### Activity
Set down exactly, from the records below, the line with "[[116, 453], [233, 531], [364, 384]]" through the line with "[[390, 585], [98, 304]]", and nothing else.
Start of Dataset excerpts
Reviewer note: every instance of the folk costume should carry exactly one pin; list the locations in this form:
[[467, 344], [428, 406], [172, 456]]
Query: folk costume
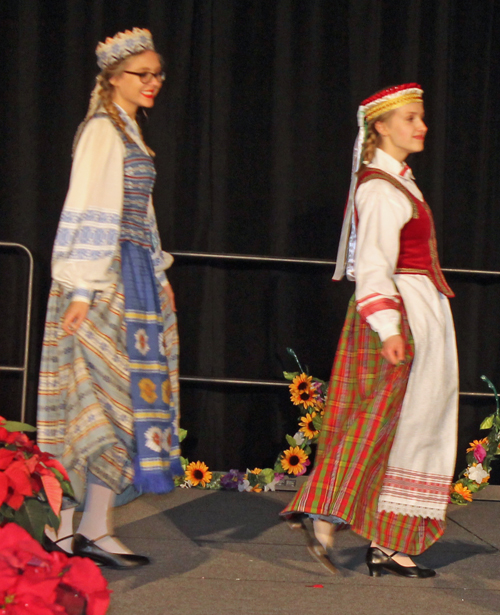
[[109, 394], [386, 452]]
End of Dataset excerpts
Start of Dataset excerpts
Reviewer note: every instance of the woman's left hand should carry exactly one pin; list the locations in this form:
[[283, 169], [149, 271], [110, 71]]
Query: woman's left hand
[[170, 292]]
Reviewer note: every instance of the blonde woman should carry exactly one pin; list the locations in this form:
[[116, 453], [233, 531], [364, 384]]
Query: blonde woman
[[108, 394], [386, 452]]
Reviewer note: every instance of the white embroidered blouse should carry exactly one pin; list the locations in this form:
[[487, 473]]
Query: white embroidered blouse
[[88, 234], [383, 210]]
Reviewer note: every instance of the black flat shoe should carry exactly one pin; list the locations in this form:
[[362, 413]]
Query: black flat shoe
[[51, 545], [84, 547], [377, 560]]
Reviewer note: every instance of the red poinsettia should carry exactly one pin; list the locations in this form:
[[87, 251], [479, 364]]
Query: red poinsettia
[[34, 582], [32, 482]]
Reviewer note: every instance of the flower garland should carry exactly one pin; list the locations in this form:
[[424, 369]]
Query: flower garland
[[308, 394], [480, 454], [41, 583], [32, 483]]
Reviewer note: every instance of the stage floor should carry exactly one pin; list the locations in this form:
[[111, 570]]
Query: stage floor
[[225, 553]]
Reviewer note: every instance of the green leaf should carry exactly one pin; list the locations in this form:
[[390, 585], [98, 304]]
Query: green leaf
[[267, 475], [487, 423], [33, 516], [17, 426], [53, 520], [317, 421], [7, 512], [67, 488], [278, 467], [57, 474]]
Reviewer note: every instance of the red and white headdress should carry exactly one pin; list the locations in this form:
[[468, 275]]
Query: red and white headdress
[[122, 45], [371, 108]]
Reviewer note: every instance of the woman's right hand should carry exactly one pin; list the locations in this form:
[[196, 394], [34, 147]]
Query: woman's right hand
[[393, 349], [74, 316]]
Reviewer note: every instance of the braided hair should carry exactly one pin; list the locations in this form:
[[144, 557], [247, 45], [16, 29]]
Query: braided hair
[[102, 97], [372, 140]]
End of Dataset excerpts
Start of Dataset excerpts
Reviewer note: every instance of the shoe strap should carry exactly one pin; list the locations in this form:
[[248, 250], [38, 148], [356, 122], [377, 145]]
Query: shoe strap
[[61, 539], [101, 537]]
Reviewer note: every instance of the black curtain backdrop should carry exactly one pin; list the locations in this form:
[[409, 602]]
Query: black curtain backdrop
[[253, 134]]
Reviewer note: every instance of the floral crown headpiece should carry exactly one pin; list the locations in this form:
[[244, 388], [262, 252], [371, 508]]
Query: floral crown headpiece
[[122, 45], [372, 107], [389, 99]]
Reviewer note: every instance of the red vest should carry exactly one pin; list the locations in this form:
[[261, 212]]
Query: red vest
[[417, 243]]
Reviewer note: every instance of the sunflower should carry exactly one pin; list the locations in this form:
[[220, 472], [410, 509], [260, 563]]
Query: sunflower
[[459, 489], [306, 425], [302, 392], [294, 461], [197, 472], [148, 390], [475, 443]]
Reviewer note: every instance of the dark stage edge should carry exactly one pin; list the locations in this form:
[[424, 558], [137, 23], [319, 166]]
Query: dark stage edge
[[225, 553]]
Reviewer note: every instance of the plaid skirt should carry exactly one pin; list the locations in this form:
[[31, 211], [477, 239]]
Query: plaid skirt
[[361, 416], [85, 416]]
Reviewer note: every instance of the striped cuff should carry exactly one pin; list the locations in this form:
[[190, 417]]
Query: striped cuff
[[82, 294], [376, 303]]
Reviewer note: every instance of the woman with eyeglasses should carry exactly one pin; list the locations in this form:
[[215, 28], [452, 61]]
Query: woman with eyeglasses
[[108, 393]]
End of Dataset excerpts
### Task result
[[116, 453], [233, 531], [364, 384]]
Query: blonde woman
[[108, 394], [386, 452]]
Reviewer note: every instance of the white embroidered blouse should carry exactly one pin; list the locations in this form:
[[487, 473]]
Query: white embroidered blouse
[[88, 234], [383, 210]]
Reviewer note: every instance of the black flat shoe should carry exactly one pin; list the locations in this form:
[[362, 413]]
Query: black flat shoe
[[51, 545], [84, 547], [377, 560]]
Reviewer note: every instance of the red poinsettia should carry exactly one pin; list the locations in this form:
[[87, 251], [479, 364]]
Query: red poinsettia
[[34, 582], [32, 482]]
Reviewer note: every instance of the flower garland should carry exactly one pin; list the locations in this form:
[[424, 369]]
Query: flower garland
[[308, 394], [480, 454], [41, 583], [32, 483]]
Reviewer note: every instance of the stage floor should carry exactly one pin; list the locations in this form:
[[111, 570]]
Query: stage floor
[[225, 553]]
Reviewer note: every instance of the green leaf should carry exactly one pin; list the locations in this form:
[[390, 585], [98, 304]]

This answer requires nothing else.